_Material provided_
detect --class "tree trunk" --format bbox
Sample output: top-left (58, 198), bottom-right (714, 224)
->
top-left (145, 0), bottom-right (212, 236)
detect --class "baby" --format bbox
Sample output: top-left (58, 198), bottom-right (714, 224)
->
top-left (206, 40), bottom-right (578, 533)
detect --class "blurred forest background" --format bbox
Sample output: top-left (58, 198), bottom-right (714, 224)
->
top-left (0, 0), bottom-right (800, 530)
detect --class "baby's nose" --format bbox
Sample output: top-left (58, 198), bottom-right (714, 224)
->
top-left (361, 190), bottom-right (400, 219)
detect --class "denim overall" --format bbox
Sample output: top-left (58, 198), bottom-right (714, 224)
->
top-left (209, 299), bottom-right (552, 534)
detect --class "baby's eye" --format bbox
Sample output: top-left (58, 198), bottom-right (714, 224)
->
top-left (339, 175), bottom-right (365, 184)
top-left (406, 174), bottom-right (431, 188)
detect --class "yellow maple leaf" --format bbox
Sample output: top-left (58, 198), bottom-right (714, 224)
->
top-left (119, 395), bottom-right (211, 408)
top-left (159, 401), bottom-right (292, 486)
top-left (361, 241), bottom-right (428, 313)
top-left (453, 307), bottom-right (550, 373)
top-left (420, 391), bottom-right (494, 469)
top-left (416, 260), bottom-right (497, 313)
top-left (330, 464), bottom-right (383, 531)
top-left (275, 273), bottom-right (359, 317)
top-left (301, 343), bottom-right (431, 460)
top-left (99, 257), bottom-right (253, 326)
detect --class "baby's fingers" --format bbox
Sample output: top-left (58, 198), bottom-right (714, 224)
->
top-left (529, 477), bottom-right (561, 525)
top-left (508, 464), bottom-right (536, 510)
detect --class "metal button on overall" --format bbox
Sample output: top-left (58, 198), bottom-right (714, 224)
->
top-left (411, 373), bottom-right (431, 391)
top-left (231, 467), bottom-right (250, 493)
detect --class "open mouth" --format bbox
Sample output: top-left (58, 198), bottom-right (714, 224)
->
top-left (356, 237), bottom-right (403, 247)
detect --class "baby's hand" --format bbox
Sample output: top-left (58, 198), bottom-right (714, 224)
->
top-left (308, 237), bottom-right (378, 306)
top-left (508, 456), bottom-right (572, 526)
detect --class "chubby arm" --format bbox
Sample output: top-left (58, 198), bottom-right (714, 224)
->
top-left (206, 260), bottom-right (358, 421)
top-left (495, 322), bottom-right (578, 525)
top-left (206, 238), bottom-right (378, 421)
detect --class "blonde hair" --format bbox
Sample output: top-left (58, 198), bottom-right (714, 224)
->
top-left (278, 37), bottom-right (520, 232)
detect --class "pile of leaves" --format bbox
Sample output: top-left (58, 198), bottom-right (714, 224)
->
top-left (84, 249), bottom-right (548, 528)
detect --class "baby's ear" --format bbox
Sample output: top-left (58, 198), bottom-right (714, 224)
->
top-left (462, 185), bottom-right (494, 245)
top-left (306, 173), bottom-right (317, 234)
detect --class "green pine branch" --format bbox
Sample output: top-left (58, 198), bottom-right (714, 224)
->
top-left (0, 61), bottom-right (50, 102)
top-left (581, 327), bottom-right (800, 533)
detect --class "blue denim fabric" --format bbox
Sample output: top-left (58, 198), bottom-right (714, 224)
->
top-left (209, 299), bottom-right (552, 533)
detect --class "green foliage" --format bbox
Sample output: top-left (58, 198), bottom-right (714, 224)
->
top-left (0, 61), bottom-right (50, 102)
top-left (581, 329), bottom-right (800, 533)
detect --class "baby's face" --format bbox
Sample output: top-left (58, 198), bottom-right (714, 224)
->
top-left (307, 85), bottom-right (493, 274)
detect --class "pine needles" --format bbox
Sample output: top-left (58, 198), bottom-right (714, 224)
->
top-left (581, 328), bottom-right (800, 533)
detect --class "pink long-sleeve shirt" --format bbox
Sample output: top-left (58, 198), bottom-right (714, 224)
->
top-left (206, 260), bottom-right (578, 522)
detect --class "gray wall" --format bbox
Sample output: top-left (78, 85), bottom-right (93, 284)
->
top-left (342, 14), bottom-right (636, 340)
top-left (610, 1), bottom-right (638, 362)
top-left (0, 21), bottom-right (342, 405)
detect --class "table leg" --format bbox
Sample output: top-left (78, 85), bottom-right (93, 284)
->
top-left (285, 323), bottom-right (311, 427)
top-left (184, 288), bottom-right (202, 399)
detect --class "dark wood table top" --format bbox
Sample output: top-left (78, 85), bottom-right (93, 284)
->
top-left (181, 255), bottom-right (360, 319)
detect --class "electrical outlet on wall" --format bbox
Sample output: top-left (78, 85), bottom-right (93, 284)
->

_Given request_
Print out the whole listing exactly as it appears.

_Answer in full_
detect --class "tree trunk" --format bbox
Sample output: top-left (58, 198), bottom-right (714, 224)
->
top-left (145, 0), bottom-right (212, 236)
detect --class "baby" --format bbox
Sample output: top-left (58, 198), bottom-right (714, 224)
->
top-left (206, 40), bottom-right (578, 533)
detect --class "blurred forest background" --format bbox
Sample output: top-left (58, 198), bottom-right (714, 224)
->
top-left (0, 0), bottom-right (800, 530)
detect --class "baby's nose" --format bbox
Sample output: top-left (58, 198), bottom-right (714, 224)
->
top-left (361, 190), bottom-right (400, 219)
detect --class "denim overall" --format bbox
Sample output: top-left (58, 198), bottom-right (714, 224)
->
top-left (209, 299), bottom-right (552, 534)
detect --class "baby's eye" --format bbox
Sample output: top-left (58, 198), bottom-right (714, 224)
->
top-left (339, 175), bottom-right (365, 184)
top-left (406, 174), bottom-right (431, 188)
detect --class "yellow maple leaf" --format bbox
Sample output: top-left (58, 198), bottom-right (714, 224)
->
top-left (119, 395), bottom-right (211, 408)
top-left (159, 401), bottom-right (292, 486)
top-left (361, 241), bottom-right (428, 313)
top-left (453, 307), bottom-right (550, 373)
top-left (420, 391), bottom-right (494, 469)
top-left (416, 260), bottom-right (497, 313)
top-left (330, 464), bottom-right (383, 531)
top-left (275, 273), bottom-right (359, 317)
top-left (301, 343), bottom-right (431, 460)
top-left (99, 257), bottom-right (253, 326)
detect --class "baby's fingers" --format bbox
Sample output: top-left (58, 198), bottom-right (714, 224)
->
top-left (529, 477), bottom-right (561, 525)
top-left (508, 464), bottom-right (536, 510)
detect --class "metal button on overall" --format bbox
Sample output: top-left (58, 198), bottom-right (714, 224)
->
top-left (411, 373), bottom-right (431, 391)
top-left (231, 467), bottom-right (250, 493)
detect --class "open mouth" --format bbox
Sample output: top-left (58, 198), bottom-right (714, 224)
->
top-left (356, 237), bottom-right (403, 247)
detect --class "baby's hand" --format bbox
Sample output: top-left (58, 198), bottom-right (714, 224)
->
top-left (308, 237), bottom-right (378, 306)
top-left (508, 456), bottom-right (572, 526)
detect --class "chubby arm" --format bbox
Sample output: top-left (58, 198), bottom-right (714, 224)
->
top-left (206, 260), bottom-right (358, 421)
top-left (495, 322), bottom-right (578, 525)
top-left (206, 238), bottom-right (378, 421)
detect --class "blonde hair" --format bbox
Sample output: top-left (58, 198), bottom-right (714, 224)
->
top-left (278, 37), bottom-right (520, 232)
detect --class "pile of leaves" --format bbox
Sample output: top-left (58, 198), bottom-right (714, 224)
->
top-left (84, 249), bottom-right (548, 528)
detect --class "baby's ear" --format bbox
Sample output: top-left (58, 198), bottom-right (714, 224)
->
top-left (462, 185), bottom-right (494, 245)
top-left (306, 173), bottom-right (317, 234)
detect --class "green pine branch" --format bbox
Sample output: top-left (58, 198), bottom-right (714, 224)
->
top-left (0, 61), bottom-right (50, 102)
top-left (581, 327), bottom-right (800, 533)
detect --class "blue denim fabric" --format bbox
Sample output: top-left (58, 198), bottom-right (714, 224)
->
top-left (209, 299), bottom-right (552, 533)
detect --class "green foliage" --format bbox
Sample output: top-left (58, 198), bottom-right (714, 224)
->
top-left (0, 61), bottom-right (50, 102)
top-left (581, 329), bottom-right (800, 533)
detect --class "baby's face" --format bbox
Sample output: top-left (58, 198), bottom-right (714, 224)
->
top-left (307, 85), bottom-right (493, 274)
detect --class "pine needles" --format bbox
Sample output: top-left (58, 198), bottom-right (714, 224)
->
top-left (581, 328), bottom-right (800, 533)
detect --class "pink long-sleeve shirt" --format bbox
Sample output: top-left (58, 198), bottom-right (714, 224)
->
top-left (206, 260), bottom-right (578, 522)
detect --class "gray wall" --format bbox
Sample output: top-left (78, 85), bottom-right (93, 284)
->
top-left (342, 14), bottom-right (636, 340)
top-left (610, 1), bottom-right (638, 362)
top-left (0, 21), bottom-right (342, 405)
detect --class "table leg" --format bbox
Sample output: top-left (78, 85), bottom-right (93, 284)
->
top-left (285, 323), bottom-right (311, 427)
top-left (184, 288), bottom-right (202, 399)
detect --class "dark wood table top" --format bbox
Sample output: top-left (78, 85), bottom-right (93, 284)
->
top-left (181, 255), bottom-right (360, 319)
detect --class "electrical outlet on wall" --format bbox
Sample output: top-left (78, 85), bottom-right (93, 284)
->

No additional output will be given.